▶ _Work task_
Your copy of the data should leave out the images and match everything else exactly.

******************************

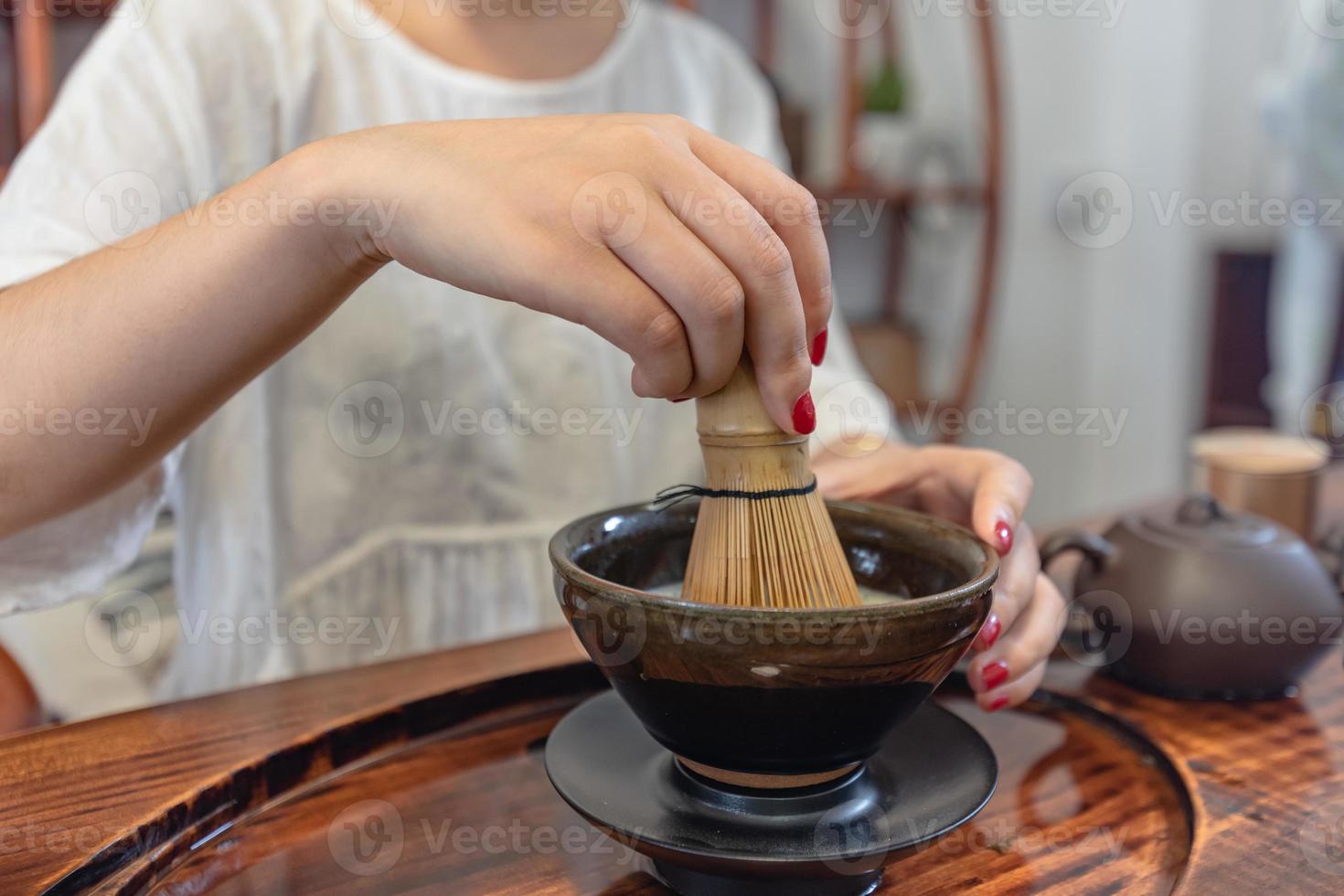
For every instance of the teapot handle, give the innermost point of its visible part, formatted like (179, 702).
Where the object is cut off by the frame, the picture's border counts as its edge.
(1097, 549)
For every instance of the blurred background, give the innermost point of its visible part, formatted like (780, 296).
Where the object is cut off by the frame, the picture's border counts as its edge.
(1077, 231)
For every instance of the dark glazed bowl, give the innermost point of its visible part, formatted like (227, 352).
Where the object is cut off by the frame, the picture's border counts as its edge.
(774, 692)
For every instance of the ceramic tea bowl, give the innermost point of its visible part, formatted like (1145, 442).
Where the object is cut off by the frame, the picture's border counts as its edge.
(750, 693)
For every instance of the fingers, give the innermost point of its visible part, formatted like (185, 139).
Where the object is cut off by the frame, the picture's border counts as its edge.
(997, 488)
(611, 300)
(774, 328)
(857, 478)
(699, 288)
(1014, 590)
(1012, 667)
(1001, 495)
(791, 209)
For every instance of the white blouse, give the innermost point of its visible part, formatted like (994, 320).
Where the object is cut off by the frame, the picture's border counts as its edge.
(402, 469)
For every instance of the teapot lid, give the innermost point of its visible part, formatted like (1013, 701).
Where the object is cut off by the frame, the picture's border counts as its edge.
(1201, 521)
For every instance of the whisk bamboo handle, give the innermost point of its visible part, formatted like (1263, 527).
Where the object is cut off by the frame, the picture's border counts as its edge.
(735, 417)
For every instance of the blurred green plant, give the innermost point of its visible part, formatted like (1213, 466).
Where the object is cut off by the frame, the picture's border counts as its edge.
(886, 91)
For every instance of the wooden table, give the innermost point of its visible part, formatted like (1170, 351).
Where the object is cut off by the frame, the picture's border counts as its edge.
(265, 790)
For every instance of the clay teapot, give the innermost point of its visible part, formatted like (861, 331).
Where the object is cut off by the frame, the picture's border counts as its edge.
(1189, 600)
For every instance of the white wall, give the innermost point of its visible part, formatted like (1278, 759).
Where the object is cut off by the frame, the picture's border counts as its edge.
(1164, 94)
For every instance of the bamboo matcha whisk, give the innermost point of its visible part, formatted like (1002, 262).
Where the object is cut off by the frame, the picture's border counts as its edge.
(763, 538)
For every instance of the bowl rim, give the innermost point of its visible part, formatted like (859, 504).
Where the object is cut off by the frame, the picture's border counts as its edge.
(978, 584)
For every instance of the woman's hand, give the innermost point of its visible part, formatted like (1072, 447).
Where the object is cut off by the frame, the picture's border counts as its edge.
(19, 706)
(667, 240)
(988, 493)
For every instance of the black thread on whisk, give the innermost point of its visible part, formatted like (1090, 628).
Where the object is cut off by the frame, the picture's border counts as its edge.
(677, 493)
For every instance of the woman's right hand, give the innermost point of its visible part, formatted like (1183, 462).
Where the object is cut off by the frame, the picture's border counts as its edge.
(668, 242)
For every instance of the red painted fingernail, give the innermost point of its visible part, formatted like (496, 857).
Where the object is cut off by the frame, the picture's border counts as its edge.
(995, 675)
(989, 632)
(818, 348)
(804, 415)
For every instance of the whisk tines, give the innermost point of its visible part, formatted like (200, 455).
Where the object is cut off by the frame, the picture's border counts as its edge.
(763, 536)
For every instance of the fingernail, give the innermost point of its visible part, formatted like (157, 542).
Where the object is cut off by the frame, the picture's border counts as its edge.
(989, 632)
(995, 675)
(804, 415)
(818, 348)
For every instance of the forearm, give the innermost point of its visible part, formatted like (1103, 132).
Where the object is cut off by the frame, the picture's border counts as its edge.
(165, 326)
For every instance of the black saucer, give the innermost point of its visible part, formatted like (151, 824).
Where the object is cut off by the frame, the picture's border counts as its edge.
(932, 774)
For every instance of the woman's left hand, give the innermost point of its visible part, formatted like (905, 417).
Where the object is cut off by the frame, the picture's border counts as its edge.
(988, 493)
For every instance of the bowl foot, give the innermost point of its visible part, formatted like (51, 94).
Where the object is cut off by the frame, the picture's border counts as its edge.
(712, 838)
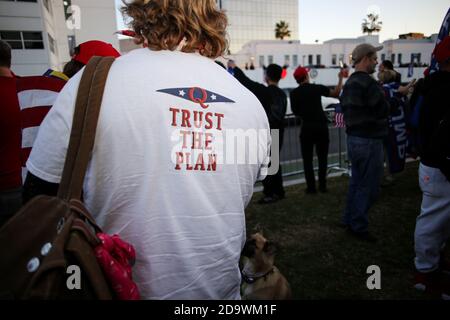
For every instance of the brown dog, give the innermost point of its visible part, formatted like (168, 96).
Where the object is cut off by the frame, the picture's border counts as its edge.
(261, 280)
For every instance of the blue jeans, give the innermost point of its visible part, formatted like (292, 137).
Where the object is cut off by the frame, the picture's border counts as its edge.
(366, 156)
(433, 223)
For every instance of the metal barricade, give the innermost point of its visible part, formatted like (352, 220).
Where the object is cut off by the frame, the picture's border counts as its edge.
(291, 156)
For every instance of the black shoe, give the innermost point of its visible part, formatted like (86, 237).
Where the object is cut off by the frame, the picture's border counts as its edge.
(310, 191)
(363, 236)
(269, 199)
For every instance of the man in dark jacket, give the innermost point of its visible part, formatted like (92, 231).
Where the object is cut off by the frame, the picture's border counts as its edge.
(366, 116)
(433, 224)
(274, 101)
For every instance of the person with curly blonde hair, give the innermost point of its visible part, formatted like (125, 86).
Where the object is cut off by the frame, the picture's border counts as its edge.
(157, 176)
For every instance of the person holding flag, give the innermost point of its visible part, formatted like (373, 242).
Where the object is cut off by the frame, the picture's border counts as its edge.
(433, 224)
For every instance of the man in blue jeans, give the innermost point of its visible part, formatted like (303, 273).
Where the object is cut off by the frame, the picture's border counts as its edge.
(366, 116)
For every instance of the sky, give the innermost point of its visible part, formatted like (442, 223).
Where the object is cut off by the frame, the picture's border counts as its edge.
(327, 19)
(323, 20)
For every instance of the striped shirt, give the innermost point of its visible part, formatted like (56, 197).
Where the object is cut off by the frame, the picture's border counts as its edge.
(36, 96)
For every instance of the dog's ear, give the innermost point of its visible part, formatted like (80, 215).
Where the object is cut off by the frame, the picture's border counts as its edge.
(270, 248)
(258, 229)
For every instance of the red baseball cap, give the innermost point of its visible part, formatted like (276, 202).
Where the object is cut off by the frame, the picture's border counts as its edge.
(442, 50)
(93, 48)
(300, 73)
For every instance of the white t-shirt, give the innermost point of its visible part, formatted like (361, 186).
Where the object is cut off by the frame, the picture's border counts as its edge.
(155, 176)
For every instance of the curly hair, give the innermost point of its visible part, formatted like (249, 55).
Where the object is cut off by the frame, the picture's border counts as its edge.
(164, 24)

******************************

▶ _Response area_
For every instance of the teapot handle, give the innermost point of its visible part, formatted like (179, 702).
Where the object is cut off by the frame, the picture's border counts as its edge.
(1097, 549)
For every instance of the blurred background, give the innermost point of its visible part, formatted like (780, 296).
Where the object is cut off by the frame, the picture's border counts as its edge.
(1077, 231)
For every instance of the dark glazed bowl, give the innermost point of its visible part, formatted like (227, 352).
Where the object is cut off by the frame, the picture's border counts as its edge.
(774, 692)
For every instance of the ceramic tea bowl, give the innermost point of its visible part, formatted like (1145, 442).
Where the object is cut off by the frame, the picture's border counts as its edge.
(750, 693)
For every instance of the fingers, give the innermost point of its visible part, formatted like (185, 139).
Where the object is cut off by the frame, the picture's border counts as its edge.
(997, 488)
(611, 300)
(774, 328)
(857, 478)
(699, 288)
(1014, 590)
(1012, 667)
(1001, 495)
(791, 209)
For every instance of the white blouse, give the innermost point of its visible part, formatted like (994, 320).
Where the object is cut off by the frame, the picture's border counts as its edge.
(402, 469)
For every instance of the teapot lid, give the innermost point of its visible part, formatted like (1013, 701).
Where the object is cut off by the frame, the picture's border counts as its edge.
(1201, 521)
For every instance of the whisk bamboo handle, give the innermost point of its visible part, formatted like (1263, 527).
Where the object is cut off by the frame, the picture's border counts as its edge.
(735, 417)
For every instance of the blurred green plant, give the innermost point of its visible part, formatted like (1213, 466).
Where the object is cut off by the frame, the picture's border counts as its edge.
(886, 91)
For every instance of the wooden table, give the innermost point of its visible part, formatted like (1170, 351).
Where the object is cut off by the frame, the picture's border counts as its edge.
(265, 790)
For every instance of the clay teapot, give the innermost point of its visible part, formatted like (861, 331).
Where the object is cut off by the frame, the picture's border counts as its edge.
(1189, 600)
For every instance of the white wall, give the innermost point of its visible part, formatted like (1278, 759).
Where the object is cut off by the frame, the picture's border counts as its edge.
(1164, 94)
For every instance of the bamboo matcha whisk, give the innermost point of its visible part, formatted like (1002, 262).
Where the object is cut off by the frame, the picture's border counts as its edge.
(763, 538)
For every instance of the bowl rim, give the innermost point of its visible part, formatted like (859, 504).
Where the object is cut off by the frame, the picture's border counts as its edge.
(978, 584)
For every instance of the woman's hand, give the innermost point of its visible part, formatted like (1072, 447).
Where the object is cut off by the frame, the picture's border counts as its edge.
(19, 706)
(667, 240)
(988, 493)
For every instance of the black thread on whisk, give the innermost point of its visible part, formatted like (1090, 628).
Where the object is cut off by the frame, the picture's border counts as its edge.
(677, 493)
For every instance of the woman's right hand, give the innermost point of its visible part, formatted like (1183, 462).
Where the object is cut off by the frame, the picture's border counts as its edge.
(668, 242)
For every instance of the red painted fingernail, give the innermost point of its visible part, formatted like (496, 857).
Where the object is cut off by the frame, the picture's border counts as its edge.
(995, 675)
(989, 632)
(818, 348)
(804, 415)
For every instance of the whisk tines, give the innermost point of its visible part, formatted like (200, 455).
Where the object is cut off by the frame, the picture's border counts as its edge.
(763, 536)
For every instance of the fingernail, give the innermost point of its visible part, formatted like (157, 542).
Where the object is cut off by the frame, the picture's border counts as its edge.
(989, 632)
(995, 675)
(804, 415)
(818, 348)
For every instance of the forearm, give the innermost point of its visible part, formatted like (1103, 132).
Where the object is cut off by the frame, the picture's border counts as its edge.
(165, 326)
For every instance of the black saucer, give the innermost point of its visible part, formatted like (151, 824).
Where the object is cut off by the frame, the picture's border counts as its edge.
(932, 774)
For every instance of the woman's left hand, give the innermost point of its visible part, formatted like (905, 417).
Where the object is cut off by the frame, the picture's border counts as its edge.
(988, 493)
For every instance of the bowl foot, give the innermost point of its visible part, formatted like (51, 94).
Where the object is cut off by the frame, the picture's border counts as its edge.
(712, 838)
For every instance of the brown dog, give the innermost point of its visible part, formatted like (168, 96).
Where the object is cut off by the frame, the picture's border counts as its edge.
(261, 280)
For every instance of the blue jeans, give the innermost point of its visible part, formatted like (292, 137).
Where the object is cut off by the frame, the picture's border counts as its edge.
(366, 156)
(433, 223)
For every instance of the metal barricade, give the innermost point of its visible part, formatted like (352, 220).
Where the object is cut off by the frame, the picture's border counts as its edge.
(291, 156)
For every instance of the black shoe, give the innermost point of its visible part, formatted like (86, 237).
Where the object is cut off by the frame, the picture's border counts as its edge.
(310, 191)
(363, 236)
(269, 199)
For every instance of the man in dark jacket, give the innermost point of its visible part, formatted like (92, 231).
Where the object is cut off by the frame, the picture's border counts as its edge.
(366, 116)
(433, 224)
(274, 101)
For every instance of the person with curly blonde hair, give the innermost point of its visible part, formatted like (125, 86).
Where the object is cut off by the frame, the picture's border counts as its edge.
(157, 176)
For every instance of the person holding flag, give the innermost point of its visible part, formatted like (373, 242).
Where the object is cut off by the frame, the picture's border counts as its edge.
(433, 224)
For every instance of the man in blue jeans, give the innermost point of its visible part, formatted like (303, 273).
Where the object is cut off by the frame, the picture's border counts as its edge.
(366, 116)
For every instance of the sky, give the innermost point of its visible part, formatted like (442, 223).
Where the object is cut off by the frame, the picture's border counts as its edge.
(327, 19)
(323, 20)
For every instance of the striped shirt, give the innermost point of its visible part, formatted like (56, 197).
Where the object is cut off by the frame, the picture's border counts as its edge.
(36, 96)
For every instance of the dog's ear, give the innermost point of its visible part, formatted like (80, 215).
Where the object is cut off by the frame, the picture's border counts as its edge.
(270, 248)
(258, 229)
For every instance of the red baseball cap, give the innermost point of its visible part, formatted like (276, 202).
Where the object is cut off by the frame, the picture's border counts as its edge.
(442, 50)
(93, 48)
(300, 73)
For every instance of the white t-shirt, give the innermost point of its visible part, formatted like (361, 186).
Where the object is cut off by the frame, the picture's border counts as its edge.
(155, 176)
For every instance of the curly hair, give the innermost point of its visible part, formatted like (249, 55).
Where the object is cut off by the frame, the picture's border counts as its edge.
(164, 24)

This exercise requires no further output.